─── Texto propuesto ───

Nadie lloró su muerte y nadie lloró en su entierro. El cuerpo de Rafael Peñafiel Martínez, el indigente asesinado el sábado por su compañero portugués, reposa desde ayer en el nicho 10.735 del patio siete del cementerio municipal Nuestra Señora de la Montaña de Cáceres. Su entierro fue como su vida, un infortunio.

Empezó a las nueve y media de la mañana. A esa hora, el cementerio apenas había despertado al mundo de los vivos. Cuatro periodistas aguardaban junto a 5 operarios del camposanto a que sacaran el cuerpo del depósito de cadáveres del Instituto de Medicina Legal, donde ha permanecido desde que lo encontraran el domingo en la vieja nave de Campsa. El camión funerario de Servisa aparcó a la entrada del edificio. Transportaba cuatro féretros pero solo se extrajo uno. Marrón, de madera aglomerada, el más barato del mercado.

El personal de la funeraria desapareció en el interior junto a la agente judicial con la resolución que autorizaba el entierro de la víctima de homicidio. A los pocos minutos, el féretro reaparecía sobre una burrilla con ruedas. Lo cargaron de nuevo en el furgón y este se dirigió al camposanto.

─── Datos extraídos ───

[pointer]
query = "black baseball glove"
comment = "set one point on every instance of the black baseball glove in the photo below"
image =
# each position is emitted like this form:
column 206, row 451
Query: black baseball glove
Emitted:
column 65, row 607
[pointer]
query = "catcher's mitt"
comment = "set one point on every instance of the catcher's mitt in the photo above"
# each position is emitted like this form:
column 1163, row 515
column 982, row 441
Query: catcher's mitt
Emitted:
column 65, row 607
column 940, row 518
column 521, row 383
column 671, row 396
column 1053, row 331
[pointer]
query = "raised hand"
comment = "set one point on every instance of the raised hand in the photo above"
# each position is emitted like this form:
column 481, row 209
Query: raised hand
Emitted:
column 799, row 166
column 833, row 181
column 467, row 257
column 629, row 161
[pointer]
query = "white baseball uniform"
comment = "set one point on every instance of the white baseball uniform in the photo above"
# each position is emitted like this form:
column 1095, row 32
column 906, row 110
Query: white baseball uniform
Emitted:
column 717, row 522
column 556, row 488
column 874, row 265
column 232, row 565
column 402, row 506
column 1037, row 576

───

**Actividades**
1 > Por favor, traduce al inglés esta oración del texto sobre el entierro: "Transportaba cuatro féretros pero solo se extrajo uno."
2 > Reproduce el fragmento del texto sobre el entierro que empieza con "El personal de" y sigue hasta "dirigió al camposanto.".
Los ítems no tienen ningún papel en este trabajo.

**Respuestas escritas**
1 > It was carrying four coffins, but only one was taken out.

2 >
El personal de la funeraria desapareció en el interior junto a la agente judicial con la resolución que autorizaba el entierro de la víctima de homicidio. A los pocos minutos, el féretro reaparecía sobre una burrilla con ruedas. Lo cargaron de nuevo en el furgón y este se dirigió al camposanto.